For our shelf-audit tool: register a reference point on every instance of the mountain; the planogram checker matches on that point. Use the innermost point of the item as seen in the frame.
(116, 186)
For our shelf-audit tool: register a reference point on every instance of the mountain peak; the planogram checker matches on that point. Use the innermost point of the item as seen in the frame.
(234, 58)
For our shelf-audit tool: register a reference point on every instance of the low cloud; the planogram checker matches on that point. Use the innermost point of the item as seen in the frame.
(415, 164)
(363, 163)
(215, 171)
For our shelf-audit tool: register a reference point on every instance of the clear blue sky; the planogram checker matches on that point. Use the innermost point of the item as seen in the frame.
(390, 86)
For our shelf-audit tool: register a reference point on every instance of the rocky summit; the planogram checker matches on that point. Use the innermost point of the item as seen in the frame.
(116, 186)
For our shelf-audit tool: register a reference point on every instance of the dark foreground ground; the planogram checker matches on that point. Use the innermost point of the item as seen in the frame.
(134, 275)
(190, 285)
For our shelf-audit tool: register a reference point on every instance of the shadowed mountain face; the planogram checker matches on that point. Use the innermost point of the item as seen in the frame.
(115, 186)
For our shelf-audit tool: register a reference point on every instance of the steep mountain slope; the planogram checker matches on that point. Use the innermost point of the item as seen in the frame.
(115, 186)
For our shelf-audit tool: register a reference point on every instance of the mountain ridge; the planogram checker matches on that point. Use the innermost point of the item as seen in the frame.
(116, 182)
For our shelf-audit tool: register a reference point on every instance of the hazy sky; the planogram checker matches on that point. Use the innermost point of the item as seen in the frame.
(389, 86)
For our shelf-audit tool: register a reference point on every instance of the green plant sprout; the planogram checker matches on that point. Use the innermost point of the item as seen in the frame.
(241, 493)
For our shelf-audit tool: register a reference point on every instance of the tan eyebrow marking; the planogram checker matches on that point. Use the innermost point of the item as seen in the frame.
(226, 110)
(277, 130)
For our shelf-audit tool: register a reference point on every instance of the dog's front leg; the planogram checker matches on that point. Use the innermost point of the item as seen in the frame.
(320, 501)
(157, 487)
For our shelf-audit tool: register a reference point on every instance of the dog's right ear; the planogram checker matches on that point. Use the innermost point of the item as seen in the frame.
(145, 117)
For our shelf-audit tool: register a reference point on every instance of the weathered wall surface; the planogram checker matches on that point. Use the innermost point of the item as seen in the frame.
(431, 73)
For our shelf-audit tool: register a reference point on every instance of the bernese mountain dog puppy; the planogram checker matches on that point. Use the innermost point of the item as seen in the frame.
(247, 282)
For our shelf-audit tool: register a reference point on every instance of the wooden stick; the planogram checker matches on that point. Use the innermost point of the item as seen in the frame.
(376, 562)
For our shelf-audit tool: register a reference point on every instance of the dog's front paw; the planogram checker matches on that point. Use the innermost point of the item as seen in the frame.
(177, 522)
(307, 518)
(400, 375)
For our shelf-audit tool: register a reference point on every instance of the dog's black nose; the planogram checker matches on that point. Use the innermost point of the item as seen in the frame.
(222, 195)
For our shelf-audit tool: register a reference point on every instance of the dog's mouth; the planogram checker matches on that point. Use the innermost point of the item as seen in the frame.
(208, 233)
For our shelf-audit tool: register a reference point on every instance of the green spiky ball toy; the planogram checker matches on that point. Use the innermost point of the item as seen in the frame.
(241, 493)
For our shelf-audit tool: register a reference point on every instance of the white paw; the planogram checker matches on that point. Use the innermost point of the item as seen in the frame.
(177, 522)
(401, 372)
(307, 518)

━━━━━━

# GIVEN EXERCISE:
Update the data by changing each "planogram checker" to "layout checker" and leaving every other word as it stands.

# FINAL RESULT:
For our shelf-audit tool: register a reference point on every instance of the mountain; the layout checker matches on that point. Use the innermost point of the item as seen in the frame.
(116, 186)
For our shelf-audit tool: register a reference point on every instance of the mountain peak; the layout checker matches on that point. Use the innermost point of the item as seen in the frame.
(234, 58)
For our shelf-audit tool: register a reference point on every instance of the low cloud; the layout checker matches on that point. Use the innermost point of the item as seen in the frame.
(415, 164)
(363, 163)
(215, 171)
For our shelf-audit tool: register a reference point on every instance of the clear blue sky; the layout checker matches on that point. Use the innermost point of the item as seen in the frame.
(390, 86)
For our shelf-audit tool: register a reference point on every instance of the rocky summit; the layout checker matches on that point. Use the innermost point of the item as seen in the frame.
(116, 186)
For our shelf-audit tool: register a reference point on every instance of the dark foreground ground; the layout checker matches on that point. Use the innermost point of the item as seen in the frame.
(134, 275)
(190, 285)
For our shelf-audit tool: register a reference point on every instance of the shadowed mountain face; the layout checker matches on that point. Use the innermost point of the item as seen in the frame.
(115, 186)
For our shelf-audit tool: register a reference point on every instance of the steep mountain slope; the layout checker matches on that point. Use the innermost point of the item as seen in the frame.
(115, 186)
For our shelf-audit tool: register a reference point on every instance of the mountain ridge; the layout checker matches on that point. Use the innermost point of the item as seen in the frame.
(116, 182)
For our shelf-audit tool: register a reference point on every instance of the hazy sky; the layout checker matches on that point. Use the innermost point of the item as seen in the frame.
(389, 86)
For our shelf-audit tool: register a reference point on every instance of the green plant sprout; the layout checker matches on that point. Use the innermost point of the item as seen in the frame.
(241, 493)
For our shelf-audit tool: register a reference point on every instance of the tan eyebrow marking; the layout checker matches on that point. Use the innermost point of the item as seen in the frame.
(226, 110)
(277, 130)
For our shelf-audit tool: register a reference point on every instance of the dog's front leg; the layout checker matches on that point. Use the innermost point of the item as seen in the frame.
(320, 501)
(157, 487)
For our shelf-audit tool: register a reference point on every instance of the dog's right ear; the layout checker matches on that point. Use the innermost point of the item as seen in the frame.
(145, 117)
For our shelf-audit tool: register a reference point on every instance of the weathered wall surface; the layout checker matches on that point. Use the innermost point of the item as seen in the frame.
(431, 73)
For our shelf-audit tool: register a reference point on every instance of the bernese mountain dog puppy; the layout checker matches on that point. Use the innermost point of the item as seen in the frame.
(247, 282)
For our shelf-audit tool: register a reference point on every instance of the wooden stick; the layout checker matches on that point. Use the innermost point of the item as seen in the frame.
(376, 562)
For our shelf-audit tool: register a reference point on every instance of the dog's front paw; the layout checker matches on that point. Use the innermost point of the item as seen in the frame.
(177, 522)
(307, 518)
(400, 375)
For our shelf-audit tool: register a reference point on every instance of the dog's black nose; the layout checker matches on that point. Use the innermost point of the item as seen in the frame.
(222, 195)
For our shelf-audit tool: register a reference point on every instance of the dog's mouth; the layout checker matches on that point. Use the innermost point of the item as seen in the frame.
(208, 233)
For our shelf-audit tool: register a reference point on every instance of the green spiky ball toy; the layout checker matches on that point. Use the innermost point of the item as seen in the frame.
(241, 493)
For our shelf-audit tool: register a reference point on every instance of the white paw; the layout checker matches on that point. Use the innermost point of the item as seen in the frame.
(177, 522)
(401, 372)
(307, 518)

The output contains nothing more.